● **Task statement**
Copy out the data below word for word, everything from the line containing "Give the segmentation of every instance of the clear" down to the line containing "84L149 75L141 75L134", with both of those lines included.

● **Input rows**
========
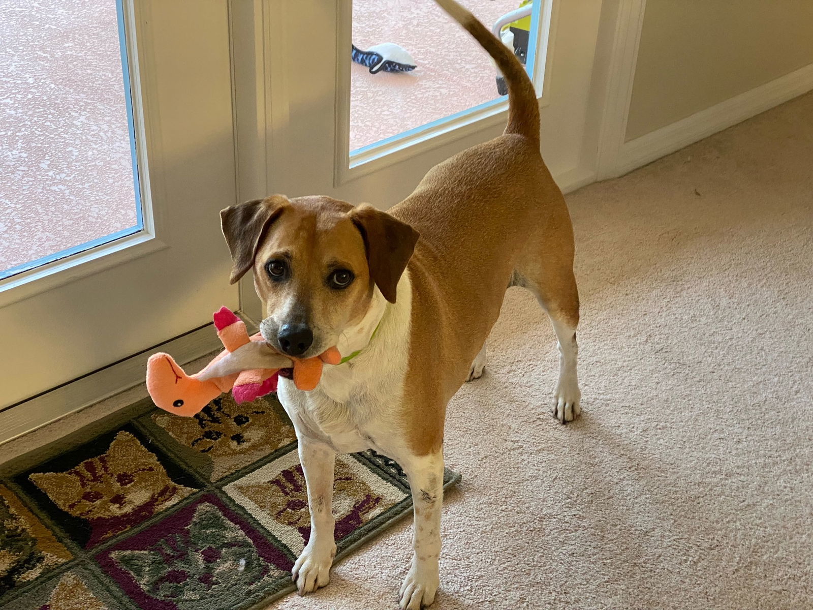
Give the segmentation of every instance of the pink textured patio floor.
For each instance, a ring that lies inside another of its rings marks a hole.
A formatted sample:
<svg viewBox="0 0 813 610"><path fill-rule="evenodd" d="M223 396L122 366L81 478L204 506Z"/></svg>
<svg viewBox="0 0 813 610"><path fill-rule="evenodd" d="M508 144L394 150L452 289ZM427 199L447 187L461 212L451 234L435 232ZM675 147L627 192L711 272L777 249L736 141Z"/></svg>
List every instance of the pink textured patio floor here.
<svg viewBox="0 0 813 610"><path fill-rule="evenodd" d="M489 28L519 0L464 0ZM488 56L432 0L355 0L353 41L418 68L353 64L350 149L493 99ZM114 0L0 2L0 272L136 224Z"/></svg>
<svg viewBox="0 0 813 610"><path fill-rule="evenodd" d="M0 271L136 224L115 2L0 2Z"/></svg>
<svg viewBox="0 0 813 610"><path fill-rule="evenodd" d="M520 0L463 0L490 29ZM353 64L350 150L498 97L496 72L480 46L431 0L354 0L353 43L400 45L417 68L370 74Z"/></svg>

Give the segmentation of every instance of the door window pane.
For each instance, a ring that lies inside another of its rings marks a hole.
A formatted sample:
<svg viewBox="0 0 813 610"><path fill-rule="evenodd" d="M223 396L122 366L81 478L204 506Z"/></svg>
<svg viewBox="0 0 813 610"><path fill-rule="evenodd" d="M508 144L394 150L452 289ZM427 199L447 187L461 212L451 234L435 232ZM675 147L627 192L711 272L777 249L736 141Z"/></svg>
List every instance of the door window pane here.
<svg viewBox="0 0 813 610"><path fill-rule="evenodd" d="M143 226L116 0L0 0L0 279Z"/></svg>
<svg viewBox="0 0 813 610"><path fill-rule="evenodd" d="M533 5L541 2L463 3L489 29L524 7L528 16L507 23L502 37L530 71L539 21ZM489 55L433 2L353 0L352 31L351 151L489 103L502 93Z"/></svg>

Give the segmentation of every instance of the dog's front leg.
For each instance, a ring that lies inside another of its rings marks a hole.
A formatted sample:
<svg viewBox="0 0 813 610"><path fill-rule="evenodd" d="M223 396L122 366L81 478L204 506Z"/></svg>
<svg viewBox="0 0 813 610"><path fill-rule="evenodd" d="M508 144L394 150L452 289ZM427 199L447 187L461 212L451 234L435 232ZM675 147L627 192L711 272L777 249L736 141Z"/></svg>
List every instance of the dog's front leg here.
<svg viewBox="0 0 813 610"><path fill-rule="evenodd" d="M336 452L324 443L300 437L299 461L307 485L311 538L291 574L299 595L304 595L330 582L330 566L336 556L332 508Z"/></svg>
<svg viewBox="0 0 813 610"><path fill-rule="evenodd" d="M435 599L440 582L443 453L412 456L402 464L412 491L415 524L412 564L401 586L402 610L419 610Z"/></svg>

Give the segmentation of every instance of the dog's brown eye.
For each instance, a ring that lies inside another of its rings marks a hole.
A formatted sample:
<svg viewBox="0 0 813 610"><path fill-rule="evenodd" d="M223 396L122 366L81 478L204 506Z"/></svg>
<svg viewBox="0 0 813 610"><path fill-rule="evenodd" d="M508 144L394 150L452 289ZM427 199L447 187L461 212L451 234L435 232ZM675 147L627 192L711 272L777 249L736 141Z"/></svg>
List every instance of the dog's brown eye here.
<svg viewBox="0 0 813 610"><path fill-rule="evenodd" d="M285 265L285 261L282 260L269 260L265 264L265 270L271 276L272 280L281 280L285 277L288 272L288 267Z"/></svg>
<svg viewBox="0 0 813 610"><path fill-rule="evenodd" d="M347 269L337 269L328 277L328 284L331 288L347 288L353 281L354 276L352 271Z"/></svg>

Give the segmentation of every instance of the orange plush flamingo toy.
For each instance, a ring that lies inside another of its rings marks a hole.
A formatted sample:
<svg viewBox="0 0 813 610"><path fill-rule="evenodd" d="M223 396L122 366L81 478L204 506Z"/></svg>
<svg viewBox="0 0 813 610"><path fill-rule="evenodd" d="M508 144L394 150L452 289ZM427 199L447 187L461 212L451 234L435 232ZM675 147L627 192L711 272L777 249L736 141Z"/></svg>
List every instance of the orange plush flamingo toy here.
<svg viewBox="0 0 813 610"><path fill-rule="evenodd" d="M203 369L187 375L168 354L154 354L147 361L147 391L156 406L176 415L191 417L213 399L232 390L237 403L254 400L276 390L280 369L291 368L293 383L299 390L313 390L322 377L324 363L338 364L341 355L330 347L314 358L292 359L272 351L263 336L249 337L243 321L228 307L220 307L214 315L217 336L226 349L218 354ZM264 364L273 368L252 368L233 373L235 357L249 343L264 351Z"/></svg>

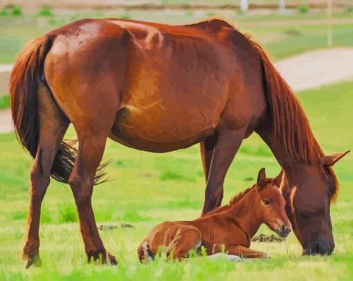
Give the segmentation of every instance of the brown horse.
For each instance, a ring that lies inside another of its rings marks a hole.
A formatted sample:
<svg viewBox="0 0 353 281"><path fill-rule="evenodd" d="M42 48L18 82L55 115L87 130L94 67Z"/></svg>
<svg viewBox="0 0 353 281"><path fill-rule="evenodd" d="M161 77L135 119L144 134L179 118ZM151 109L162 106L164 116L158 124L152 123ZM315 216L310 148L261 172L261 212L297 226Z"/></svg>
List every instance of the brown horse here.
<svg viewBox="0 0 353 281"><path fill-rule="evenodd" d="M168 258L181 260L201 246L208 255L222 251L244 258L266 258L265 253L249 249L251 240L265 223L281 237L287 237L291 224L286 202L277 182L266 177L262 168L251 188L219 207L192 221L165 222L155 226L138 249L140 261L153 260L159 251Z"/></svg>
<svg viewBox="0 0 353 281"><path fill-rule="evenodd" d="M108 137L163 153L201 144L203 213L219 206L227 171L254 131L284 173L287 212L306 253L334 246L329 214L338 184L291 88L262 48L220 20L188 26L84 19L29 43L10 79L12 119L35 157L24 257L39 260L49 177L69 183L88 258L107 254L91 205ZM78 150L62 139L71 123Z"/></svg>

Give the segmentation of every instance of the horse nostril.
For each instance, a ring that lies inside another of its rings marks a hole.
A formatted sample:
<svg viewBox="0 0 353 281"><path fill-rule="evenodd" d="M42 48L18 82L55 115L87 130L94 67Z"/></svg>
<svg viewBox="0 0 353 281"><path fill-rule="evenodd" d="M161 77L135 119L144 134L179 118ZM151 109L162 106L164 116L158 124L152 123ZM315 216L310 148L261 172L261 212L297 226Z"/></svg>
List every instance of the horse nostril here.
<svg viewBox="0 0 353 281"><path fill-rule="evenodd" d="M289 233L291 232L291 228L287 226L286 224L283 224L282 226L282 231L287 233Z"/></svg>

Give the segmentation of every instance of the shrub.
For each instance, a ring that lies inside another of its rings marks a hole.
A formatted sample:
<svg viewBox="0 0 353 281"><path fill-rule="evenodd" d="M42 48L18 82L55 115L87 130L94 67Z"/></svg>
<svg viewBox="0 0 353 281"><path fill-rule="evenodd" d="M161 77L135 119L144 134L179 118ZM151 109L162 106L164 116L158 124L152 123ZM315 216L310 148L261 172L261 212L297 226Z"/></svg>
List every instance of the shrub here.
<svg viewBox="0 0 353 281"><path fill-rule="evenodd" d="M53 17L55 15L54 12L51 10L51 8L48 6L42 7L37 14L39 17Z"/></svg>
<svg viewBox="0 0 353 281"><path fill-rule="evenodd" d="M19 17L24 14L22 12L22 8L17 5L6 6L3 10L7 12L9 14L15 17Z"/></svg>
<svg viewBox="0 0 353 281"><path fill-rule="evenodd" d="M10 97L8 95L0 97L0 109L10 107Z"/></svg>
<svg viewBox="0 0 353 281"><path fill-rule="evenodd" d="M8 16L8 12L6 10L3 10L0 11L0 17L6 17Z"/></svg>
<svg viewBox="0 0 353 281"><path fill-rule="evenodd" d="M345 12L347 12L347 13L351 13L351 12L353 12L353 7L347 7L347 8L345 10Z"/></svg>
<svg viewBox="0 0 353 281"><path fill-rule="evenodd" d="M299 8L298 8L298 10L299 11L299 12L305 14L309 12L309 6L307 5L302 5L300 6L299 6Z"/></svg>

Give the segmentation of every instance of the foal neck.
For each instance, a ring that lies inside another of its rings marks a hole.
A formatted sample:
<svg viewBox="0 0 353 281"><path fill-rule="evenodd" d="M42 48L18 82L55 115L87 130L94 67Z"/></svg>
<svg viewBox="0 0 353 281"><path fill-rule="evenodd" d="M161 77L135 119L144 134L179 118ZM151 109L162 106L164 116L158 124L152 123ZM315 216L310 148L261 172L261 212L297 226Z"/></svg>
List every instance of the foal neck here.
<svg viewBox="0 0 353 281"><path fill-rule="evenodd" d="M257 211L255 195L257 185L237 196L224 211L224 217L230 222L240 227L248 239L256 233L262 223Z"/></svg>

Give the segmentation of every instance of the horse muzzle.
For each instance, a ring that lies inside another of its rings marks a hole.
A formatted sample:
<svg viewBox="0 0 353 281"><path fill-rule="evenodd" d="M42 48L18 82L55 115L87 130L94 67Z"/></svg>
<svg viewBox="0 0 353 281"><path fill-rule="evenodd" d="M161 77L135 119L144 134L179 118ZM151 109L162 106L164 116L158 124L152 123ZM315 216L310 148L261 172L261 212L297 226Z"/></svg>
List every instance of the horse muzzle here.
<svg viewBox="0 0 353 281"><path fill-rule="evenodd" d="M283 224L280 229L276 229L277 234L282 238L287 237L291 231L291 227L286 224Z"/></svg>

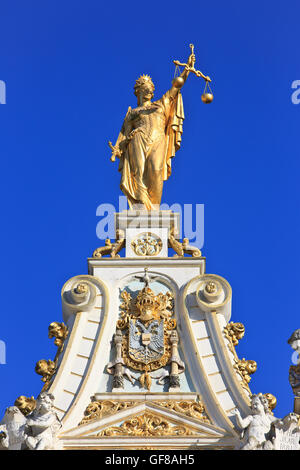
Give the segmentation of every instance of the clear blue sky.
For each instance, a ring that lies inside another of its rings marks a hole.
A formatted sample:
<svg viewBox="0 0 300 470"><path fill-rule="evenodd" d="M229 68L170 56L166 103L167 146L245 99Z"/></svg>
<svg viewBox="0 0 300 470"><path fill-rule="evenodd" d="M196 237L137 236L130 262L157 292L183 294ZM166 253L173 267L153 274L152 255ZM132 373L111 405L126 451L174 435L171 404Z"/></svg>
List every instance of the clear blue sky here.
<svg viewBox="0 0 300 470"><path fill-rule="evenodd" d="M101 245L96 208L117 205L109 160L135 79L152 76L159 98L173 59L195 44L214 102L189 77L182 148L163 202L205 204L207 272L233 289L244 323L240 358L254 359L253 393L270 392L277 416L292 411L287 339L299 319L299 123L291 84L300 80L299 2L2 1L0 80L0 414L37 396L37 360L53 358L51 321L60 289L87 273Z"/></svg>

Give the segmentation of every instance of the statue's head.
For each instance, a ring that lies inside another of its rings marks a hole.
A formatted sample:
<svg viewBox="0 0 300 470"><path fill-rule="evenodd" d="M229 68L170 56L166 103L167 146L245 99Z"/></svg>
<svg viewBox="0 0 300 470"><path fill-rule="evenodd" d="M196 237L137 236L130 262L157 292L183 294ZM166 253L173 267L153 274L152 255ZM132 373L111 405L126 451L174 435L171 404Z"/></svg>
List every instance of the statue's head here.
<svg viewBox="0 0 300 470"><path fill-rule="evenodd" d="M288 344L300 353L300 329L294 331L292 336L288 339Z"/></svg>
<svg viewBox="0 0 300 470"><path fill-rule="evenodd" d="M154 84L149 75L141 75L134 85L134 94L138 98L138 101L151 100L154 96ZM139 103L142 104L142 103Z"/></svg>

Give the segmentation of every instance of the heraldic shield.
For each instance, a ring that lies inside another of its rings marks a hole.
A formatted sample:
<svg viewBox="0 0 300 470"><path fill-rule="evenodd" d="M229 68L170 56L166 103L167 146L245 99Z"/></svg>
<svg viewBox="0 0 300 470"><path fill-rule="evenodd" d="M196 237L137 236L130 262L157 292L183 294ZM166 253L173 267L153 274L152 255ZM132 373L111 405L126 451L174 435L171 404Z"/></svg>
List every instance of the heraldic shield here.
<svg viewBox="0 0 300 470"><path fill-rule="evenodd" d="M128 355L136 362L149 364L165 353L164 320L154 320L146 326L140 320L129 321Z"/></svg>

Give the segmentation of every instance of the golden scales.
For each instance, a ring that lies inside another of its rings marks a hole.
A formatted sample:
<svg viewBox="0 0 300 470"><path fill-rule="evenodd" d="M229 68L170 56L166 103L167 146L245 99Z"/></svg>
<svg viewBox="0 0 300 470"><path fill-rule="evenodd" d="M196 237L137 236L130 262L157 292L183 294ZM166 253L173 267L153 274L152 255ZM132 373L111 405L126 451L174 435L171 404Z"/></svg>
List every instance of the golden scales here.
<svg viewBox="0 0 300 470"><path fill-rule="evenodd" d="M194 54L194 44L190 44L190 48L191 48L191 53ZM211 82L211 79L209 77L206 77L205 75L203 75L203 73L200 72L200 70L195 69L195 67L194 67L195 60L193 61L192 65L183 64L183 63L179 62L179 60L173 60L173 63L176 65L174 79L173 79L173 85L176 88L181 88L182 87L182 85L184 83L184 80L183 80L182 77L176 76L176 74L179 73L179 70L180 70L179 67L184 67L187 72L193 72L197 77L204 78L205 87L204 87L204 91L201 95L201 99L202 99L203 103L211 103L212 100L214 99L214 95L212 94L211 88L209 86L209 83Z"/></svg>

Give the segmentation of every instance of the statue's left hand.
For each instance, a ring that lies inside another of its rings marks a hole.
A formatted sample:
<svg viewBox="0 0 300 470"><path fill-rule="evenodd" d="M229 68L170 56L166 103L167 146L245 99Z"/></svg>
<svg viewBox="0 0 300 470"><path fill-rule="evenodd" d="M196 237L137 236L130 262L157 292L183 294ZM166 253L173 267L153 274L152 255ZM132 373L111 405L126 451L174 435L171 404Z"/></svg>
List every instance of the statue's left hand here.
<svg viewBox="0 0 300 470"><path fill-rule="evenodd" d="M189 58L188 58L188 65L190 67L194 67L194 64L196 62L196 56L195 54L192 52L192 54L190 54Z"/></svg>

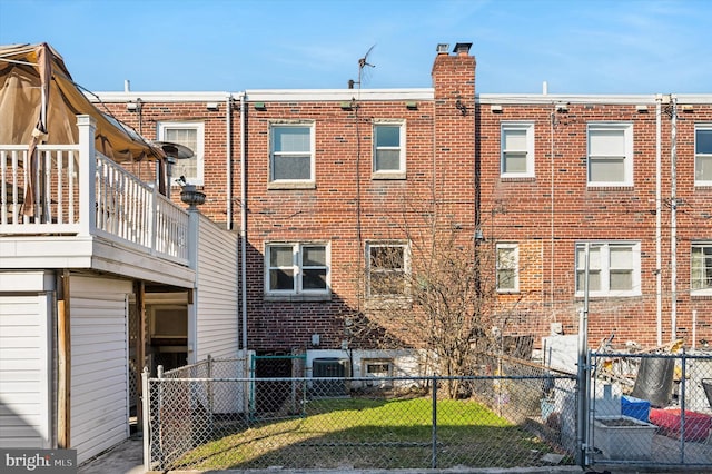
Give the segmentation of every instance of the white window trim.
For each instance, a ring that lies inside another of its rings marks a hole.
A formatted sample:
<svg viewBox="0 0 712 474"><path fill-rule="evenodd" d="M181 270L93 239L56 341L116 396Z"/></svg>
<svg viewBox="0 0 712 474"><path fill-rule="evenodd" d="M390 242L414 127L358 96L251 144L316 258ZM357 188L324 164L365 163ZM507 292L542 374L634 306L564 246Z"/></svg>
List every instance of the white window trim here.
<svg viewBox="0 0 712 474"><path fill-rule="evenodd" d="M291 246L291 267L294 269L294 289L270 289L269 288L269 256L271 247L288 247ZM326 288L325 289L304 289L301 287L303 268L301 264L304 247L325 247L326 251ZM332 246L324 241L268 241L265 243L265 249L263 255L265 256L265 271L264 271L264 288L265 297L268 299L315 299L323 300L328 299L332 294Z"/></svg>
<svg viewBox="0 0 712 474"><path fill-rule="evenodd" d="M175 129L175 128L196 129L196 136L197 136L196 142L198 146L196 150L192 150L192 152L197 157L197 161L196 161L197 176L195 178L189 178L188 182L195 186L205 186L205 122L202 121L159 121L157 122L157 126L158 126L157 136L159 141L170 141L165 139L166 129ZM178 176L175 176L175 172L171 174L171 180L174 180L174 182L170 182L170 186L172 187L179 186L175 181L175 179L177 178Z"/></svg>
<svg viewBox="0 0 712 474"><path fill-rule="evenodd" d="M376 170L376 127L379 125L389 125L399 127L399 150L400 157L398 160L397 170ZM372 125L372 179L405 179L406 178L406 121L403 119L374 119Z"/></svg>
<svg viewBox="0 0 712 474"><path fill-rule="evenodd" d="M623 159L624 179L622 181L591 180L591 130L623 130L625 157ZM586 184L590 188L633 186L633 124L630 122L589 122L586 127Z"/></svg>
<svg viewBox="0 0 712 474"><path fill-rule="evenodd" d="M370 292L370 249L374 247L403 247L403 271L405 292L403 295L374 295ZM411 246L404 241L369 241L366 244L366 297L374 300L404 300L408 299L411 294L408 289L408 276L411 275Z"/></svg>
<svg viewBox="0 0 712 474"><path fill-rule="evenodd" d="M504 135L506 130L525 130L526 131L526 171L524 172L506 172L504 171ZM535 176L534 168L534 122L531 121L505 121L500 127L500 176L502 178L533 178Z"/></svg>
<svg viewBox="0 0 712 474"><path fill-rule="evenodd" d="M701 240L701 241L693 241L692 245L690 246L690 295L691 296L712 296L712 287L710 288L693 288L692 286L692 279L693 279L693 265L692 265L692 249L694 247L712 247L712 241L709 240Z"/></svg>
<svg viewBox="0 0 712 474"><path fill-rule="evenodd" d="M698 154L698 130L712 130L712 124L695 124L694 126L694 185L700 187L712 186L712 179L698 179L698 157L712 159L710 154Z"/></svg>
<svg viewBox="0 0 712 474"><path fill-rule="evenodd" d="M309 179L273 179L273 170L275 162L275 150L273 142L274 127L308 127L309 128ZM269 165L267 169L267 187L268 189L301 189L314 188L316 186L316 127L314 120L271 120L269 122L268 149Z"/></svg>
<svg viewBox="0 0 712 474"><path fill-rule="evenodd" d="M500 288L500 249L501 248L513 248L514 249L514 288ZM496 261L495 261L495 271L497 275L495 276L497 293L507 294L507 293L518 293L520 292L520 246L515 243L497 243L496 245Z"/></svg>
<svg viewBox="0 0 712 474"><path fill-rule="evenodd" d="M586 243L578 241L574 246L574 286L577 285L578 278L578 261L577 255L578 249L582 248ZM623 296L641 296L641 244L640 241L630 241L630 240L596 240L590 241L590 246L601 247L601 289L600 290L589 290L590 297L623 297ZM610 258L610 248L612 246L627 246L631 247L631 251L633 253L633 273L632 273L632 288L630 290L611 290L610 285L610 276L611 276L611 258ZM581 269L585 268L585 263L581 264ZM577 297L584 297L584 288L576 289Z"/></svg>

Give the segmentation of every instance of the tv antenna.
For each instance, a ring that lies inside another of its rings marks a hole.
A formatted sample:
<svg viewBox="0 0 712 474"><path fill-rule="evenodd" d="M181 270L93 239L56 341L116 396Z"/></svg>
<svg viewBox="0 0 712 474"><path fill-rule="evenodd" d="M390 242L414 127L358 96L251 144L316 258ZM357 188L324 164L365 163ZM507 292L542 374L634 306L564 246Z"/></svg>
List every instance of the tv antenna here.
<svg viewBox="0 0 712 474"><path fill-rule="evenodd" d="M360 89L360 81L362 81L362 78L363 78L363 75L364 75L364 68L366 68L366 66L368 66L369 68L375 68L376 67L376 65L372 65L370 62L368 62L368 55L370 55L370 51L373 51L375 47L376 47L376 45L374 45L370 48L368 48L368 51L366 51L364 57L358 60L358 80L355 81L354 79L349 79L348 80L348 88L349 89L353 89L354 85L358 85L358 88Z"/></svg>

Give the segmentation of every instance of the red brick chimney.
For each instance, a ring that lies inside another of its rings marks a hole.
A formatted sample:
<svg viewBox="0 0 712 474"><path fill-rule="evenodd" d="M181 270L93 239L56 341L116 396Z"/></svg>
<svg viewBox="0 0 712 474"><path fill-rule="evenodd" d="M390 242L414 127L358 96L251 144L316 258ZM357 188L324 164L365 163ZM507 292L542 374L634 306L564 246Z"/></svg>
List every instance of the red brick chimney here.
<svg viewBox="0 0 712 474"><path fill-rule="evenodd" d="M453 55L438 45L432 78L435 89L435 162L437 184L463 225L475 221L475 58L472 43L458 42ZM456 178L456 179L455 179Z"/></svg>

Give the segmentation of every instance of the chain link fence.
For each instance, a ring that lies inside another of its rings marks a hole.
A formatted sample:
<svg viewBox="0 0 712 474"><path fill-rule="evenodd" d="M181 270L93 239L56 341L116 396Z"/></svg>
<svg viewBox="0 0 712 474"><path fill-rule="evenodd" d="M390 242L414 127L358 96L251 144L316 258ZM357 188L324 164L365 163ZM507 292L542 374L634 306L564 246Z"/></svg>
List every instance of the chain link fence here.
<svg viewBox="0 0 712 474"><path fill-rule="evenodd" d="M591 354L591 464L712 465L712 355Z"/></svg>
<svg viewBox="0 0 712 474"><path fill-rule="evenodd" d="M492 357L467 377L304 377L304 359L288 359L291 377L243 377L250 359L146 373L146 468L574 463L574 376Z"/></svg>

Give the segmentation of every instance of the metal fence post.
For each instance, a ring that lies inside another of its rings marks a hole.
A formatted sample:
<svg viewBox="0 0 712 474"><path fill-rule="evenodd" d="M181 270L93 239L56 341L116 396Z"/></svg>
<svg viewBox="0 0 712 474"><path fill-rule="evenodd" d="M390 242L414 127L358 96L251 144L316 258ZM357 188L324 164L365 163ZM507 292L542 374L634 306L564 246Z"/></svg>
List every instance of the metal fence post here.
========
● **Final answer**
Give the segmentation of every instance of the clear blue sky.
For each instance, a ring that lies inside another of its rings marks a hole.
A formatted sample:
<svg viewBox="0 0 300 470"><path fill-rule="evenodd" d="M229 68L170 56L166 103L167 146L245 99Z"/></svg>
<svg viewBox="0 0 300 470"><path fill-rule="evenodd" d="M196 237L137 236L130 262L157 292L183 294ZM166 253L173 267L153 274L152 255ZM132 373L111 405L126 451L174 435L171 404Z"/></svg>
List every instance of the clear blue sky here.
<svg viewBox="0 0 300 470"><path fill-rule="evenodd" d="M101 245L96 208L117 205L109 160L135 79L152 76L159 98L173 59L195 44L214 102L189 77L182 148L163 202L205 204L207 272L233 289L244 323L240 358L254 359L253 393L270 392L277 416L292 411L287 339L299 319L299 123L291 84L300 80L299 2L2 1L0 80L0 414L37 396L37 360L53 358L51 321L60 289L87 273Z"/></svg>

Give the segmentation of every instance of the statue's head.
For each instance, a ring that lies inside another of its rings marks a hole.
A formatted sample:
<svg viewBox="0 0 300 470"><path fill-rule="evenodd" d="M229 68L170 56L166 103L167 146L245 99Z"/></svg>
<svg viewBox="0 0 300 470"><path fill-rule="evenodd" d="M196 237L137 236L130 262L157 292L183 294ZM166 253L173 267L153 274L152 255ZM132 373L111 405L126 451L174 435L171 404Z"/></svg>
List every instance of the statue's head here.
<svg viewBox="0 0 300 470"><path fill-rule="evenodd" d="M288 344L300 353L300 329L294 331L292 336L288 339Z"/></svg>
<svg viewBox="0 0 300 470"><path fill-rule="evenodd" d="M154 84L149 75L141 75L134 85L134 94L138 98L138 101L151 100L154 96ZM139 103L142 104L142 103Z"/></svg>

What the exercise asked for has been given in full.